Texte retenu
————

Cette division de la femme est en passe de disparaître grâce aux mouvements féministes pour la libération sexuelle, 90% des hommes nés à partir des années 60, et spécialement ceux nés pendant les décennies 70 et 80, n’ont pas une vision aussi scindée de la femme selon une enquête que nous avons réalisée.

Lilith, la prostituée, le démon, la mauvaise femme qui mène l’homme à la perdition, est partout : dans la littérature, au cinéma, dans l’art, les rêves… Victor Hugo, Flaubert, Apollinaire, Baudelaire parlent du terrible monstre diabolique qui se cache sous le voile d’une belle femme. Becquer est sans doute celui qui la restitue avec la plus grande maestria dans l’une de ses célèbres Légendes : Fernando, le protagoniste de Los ojos verdes, est un chasseur qui, poursuivant sa proie, rencontre une belle jeune femme qui le séduit et l’envoûte au point de lui faire perdre la raison et la vie. C’est le maléfique démon aux pupilles émeraude qui habite un lac perdu au milieu d’un bois de peupliers. La mystérieuse et poétique plume du poète sévillan, enveloppe le lecteur du charme de Lilith.

La liberté d’être soi-même

Tel est le visage que nous a laissé Lilith. Pourtant, cette déesse de l’ombre est beaucoup plus que cela. Lilith symbolise la capacité féminine de se rebeller, de s’affirmer face aux contraintes imposées par l’homme et dire ce qu’elle veut pour elle. Lilith réclame le droit de jouir de sa sexualité pendant le coït, au lieu de se soumettre simplement à la volonté de l’homme. Là est la raison principale pour laquelle elle a été diabolisée : pour cette capacité de s’affirmer alors que, dans le patriarcat, le désir de plaisir sexuel reste l’apanage des seuls hommes et apparaît comme quelque chose d’absurde et d’inutile pour la femme bien élevée.

Lilith représente aussi la liberté féminine à être soi-même et à se poser en égale de l’homme. C’est le refus conscient d’être limitée dans une relation. Cet aspect de Lilith est magnifiquement rendu dans le roman d’Almudena Grandes, Malena c’est un nom de tango2. L’héroïne est un esprit révolté et fort, une femme profondément sensuelle, que la société, à commencer par sa famille, stigmatise parce qu’elle a contourné les normes patriarcales. Almudena Grandes dessine la démoniaque Lilith au travers de Malena, qui, comme la mythique figure, aime le sexe, les viscères crues et la luxure effrénée. Face à elle se profile Ève, dans le personnage de sa sœur jumelle Reina, le prototype même de la femme obéissante, soumise et conventionnelle. Ce que Almudena Grandes dit finalement c’est que dans l’apparente obscurité se trouve la lumière et que dans l’apparente lumière se cache l’obscurité la plus perfide. Malena, anarchiste, révoltée, libertine, est le visage divin de la force féminine de l’amour. Reina, la sainte, devient une femme ténébreuse qui agresse les autres femmes pour garder un homme car la seule chose qui lui importe réellement dans la vie, c’est l’apparence et la sécurité.

————

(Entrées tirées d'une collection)
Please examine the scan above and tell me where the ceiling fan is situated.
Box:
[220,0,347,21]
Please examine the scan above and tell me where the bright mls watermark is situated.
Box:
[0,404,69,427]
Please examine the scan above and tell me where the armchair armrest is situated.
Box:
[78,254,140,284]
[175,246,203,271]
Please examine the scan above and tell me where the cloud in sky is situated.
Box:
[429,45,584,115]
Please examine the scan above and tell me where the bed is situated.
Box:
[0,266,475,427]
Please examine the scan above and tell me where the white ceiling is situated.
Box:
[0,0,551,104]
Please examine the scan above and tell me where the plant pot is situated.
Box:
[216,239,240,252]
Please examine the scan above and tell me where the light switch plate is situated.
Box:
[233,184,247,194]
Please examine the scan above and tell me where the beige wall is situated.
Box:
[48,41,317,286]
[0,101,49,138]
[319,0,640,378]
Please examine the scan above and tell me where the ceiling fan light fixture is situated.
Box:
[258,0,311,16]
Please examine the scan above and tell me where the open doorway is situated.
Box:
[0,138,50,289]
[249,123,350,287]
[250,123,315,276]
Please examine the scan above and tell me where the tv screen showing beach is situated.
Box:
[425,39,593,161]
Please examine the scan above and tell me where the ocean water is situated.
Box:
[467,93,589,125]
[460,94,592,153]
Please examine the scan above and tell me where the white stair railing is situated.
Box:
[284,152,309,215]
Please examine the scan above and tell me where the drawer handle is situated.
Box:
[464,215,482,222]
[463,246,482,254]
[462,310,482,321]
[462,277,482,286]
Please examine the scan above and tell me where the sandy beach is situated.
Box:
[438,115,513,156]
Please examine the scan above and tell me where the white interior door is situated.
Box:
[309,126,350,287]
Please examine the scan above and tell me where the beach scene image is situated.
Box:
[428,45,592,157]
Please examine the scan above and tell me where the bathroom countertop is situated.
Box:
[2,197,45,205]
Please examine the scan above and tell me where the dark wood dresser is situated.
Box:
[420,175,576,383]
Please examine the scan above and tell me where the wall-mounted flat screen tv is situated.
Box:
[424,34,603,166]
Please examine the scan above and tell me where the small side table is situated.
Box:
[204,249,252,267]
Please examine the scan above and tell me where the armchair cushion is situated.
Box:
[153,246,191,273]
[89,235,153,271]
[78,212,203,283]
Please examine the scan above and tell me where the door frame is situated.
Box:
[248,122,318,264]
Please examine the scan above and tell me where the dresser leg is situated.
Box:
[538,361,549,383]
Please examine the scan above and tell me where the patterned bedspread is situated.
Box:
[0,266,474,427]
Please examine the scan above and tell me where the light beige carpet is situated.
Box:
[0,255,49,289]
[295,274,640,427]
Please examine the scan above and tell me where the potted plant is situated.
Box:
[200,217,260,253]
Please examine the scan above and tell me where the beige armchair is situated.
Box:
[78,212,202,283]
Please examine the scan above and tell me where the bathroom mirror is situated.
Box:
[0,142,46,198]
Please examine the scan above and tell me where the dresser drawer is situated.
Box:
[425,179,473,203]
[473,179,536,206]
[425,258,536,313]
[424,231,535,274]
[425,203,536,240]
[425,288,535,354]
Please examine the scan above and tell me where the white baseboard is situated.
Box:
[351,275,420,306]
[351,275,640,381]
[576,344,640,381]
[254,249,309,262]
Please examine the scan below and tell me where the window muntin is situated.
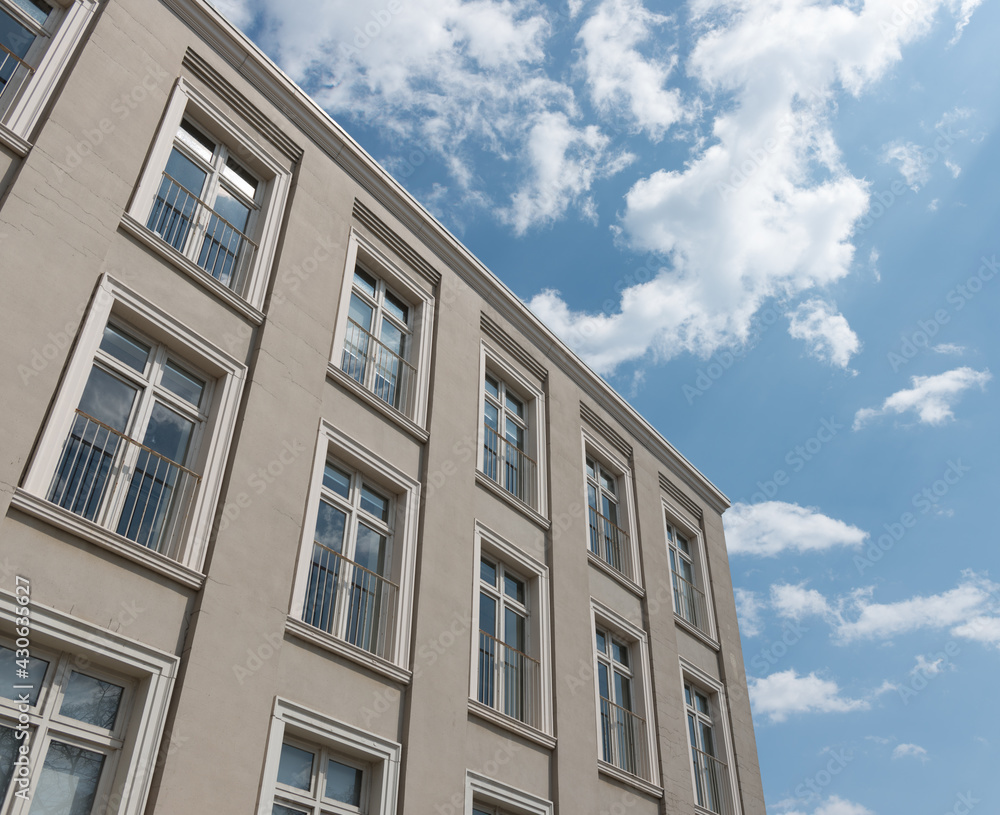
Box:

————

Consigne
Dans le texte sur Lilith ci-dessus, quels écrivains sont cités comme parlant du terrible monstre diabolique caché sous le voile d'une belle femme ?

Réponse
Victor Hugo, Flaubert, Apollinaire et Baudelaire.